§ Exercise objective
Count all lines holding "range" in the data below and say the number, nothing more.

§ Exercise material
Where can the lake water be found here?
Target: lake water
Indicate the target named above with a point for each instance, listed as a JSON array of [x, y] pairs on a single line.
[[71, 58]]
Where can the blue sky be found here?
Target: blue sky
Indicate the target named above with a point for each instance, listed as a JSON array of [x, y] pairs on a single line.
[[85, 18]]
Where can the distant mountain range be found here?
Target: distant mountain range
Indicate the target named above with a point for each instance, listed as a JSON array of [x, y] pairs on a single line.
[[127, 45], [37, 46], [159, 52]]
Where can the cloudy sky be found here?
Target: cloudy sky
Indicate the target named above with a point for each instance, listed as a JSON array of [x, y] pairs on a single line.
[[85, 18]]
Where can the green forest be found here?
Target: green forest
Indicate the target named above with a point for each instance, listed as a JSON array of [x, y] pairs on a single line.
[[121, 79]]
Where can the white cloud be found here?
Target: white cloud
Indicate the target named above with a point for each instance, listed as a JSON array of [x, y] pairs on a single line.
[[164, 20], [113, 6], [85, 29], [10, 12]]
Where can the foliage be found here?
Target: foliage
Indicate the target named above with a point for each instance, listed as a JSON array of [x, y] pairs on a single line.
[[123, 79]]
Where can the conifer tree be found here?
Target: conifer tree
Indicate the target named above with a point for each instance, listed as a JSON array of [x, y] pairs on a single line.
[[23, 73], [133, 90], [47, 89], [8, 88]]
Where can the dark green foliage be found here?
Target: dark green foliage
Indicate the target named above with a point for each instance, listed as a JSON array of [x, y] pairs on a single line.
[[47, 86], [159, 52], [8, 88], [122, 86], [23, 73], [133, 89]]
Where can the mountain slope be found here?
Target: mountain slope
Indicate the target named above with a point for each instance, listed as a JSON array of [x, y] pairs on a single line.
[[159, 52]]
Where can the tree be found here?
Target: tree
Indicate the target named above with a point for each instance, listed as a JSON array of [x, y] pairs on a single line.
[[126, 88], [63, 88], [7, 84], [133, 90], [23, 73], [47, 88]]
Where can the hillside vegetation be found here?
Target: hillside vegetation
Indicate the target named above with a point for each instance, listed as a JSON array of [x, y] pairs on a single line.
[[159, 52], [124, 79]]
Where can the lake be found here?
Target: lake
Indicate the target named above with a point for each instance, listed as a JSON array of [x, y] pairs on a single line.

§ Answer space
2